**SHORT PROBLEM:** Extract every line of the records that contains the string "rock", copying each one unchanged.

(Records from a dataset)
====================

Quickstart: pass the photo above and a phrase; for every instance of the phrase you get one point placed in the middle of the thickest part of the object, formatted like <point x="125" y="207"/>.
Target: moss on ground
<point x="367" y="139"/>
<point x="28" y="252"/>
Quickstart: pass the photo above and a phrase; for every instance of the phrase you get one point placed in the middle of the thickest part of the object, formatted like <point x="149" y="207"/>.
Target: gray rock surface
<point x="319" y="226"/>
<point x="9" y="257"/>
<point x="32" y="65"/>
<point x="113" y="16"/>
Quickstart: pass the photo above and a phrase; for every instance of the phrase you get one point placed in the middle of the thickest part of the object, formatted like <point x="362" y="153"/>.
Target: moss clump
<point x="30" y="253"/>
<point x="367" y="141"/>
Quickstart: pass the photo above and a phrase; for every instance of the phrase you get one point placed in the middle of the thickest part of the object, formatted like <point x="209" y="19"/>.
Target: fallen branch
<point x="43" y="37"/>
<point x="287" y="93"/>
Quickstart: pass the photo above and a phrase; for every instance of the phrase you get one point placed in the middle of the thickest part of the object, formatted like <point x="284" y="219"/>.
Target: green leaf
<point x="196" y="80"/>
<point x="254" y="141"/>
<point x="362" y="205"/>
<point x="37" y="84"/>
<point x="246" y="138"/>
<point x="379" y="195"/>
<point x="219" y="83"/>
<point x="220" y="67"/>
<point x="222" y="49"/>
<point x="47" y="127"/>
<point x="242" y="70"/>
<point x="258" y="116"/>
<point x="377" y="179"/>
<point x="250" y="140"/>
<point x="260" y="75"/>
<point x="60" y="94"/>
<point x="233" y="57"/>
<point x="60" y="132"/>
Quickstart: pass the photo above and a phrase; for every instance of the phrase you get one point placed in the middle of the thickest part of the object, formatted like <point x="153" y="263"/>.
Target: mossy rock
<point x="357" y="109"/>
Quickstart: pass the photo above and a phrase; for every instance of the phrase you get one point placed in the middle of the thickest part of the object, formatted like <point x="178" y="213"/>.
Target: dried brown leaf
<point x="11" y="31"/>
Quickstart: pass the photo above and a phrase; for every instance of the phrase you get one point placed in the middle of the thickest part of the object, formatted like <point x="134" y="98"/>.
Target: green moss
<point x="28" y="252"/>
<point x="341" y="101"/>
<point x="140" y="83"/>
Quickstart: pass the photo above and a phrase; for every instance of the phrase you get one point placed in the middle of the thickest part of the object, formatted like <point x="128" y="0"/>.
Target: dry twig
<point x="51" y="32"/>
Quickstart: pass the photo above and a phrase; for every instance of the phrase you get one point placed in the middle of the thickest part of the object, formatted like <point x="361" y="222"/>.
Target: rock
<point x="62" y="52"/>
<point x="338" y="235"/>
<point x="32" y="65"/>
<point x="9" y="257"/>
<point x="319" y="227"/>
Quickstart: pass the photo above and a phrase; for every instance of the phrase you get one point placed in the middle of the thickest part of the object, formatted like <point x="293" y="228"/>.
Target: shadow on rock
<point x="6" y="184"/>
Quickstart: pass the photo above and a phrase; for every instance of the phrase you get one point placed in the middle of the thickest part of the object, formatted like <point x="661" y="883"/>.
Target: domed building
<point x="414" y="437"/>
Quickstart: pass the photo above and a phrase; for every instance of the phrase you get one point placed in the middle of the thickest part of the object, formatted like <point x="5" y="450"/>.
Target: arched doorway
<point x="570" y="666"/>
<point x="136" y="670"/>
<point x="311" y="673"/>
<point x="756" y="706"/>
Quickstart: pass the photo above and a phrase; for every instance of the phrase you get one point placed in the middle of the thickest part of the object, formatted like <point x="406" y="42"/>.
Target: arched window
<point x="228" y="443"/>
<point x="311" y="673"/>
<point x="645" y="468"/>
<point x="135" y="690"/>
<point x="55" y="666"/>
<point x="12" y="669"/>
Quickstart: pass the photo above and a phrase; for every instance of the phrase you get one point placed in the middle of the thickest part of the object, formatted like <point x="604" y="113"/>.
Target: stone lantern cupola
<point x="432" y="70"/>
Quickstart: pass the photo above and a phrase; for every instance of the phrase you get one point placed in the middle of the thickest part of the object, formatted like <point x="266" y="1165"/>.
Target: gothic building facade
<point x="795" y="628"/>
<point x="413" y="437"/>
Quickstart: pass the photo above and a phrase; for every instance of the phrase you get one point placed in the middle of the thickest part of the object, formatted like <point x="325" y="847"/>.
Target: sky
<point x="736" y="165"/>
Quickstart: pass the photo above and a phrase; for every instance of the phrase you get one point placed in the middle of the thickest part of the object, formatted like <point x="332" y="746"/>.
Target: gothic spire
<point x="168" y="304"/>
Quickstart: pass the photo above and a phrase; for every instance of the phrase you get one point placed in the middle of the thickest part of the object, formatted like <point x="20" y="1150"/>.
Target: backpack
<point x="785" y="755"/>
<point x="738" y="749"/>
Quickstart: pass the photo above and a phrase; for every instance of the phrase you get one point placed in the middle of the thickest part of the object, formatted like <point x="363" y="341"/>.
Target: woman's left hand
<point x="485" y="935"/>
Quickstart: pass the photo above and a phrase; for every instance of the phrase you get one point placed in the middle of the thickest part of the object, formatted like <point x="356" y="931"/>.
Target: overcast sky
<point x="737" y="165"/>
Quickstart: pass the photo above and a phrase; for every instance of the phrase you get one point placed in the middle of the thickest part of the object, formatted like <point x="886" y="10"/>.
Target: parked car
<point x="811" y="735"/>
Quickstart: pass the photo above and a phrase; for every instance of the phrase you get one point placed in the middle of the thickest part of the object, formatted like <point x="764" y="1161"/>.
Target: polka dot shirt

====================

**SOLUTION TO THE PROBLEM:**
Target: gray rock surface
Target: mossy rock
Target: rock
Target: shadow on rock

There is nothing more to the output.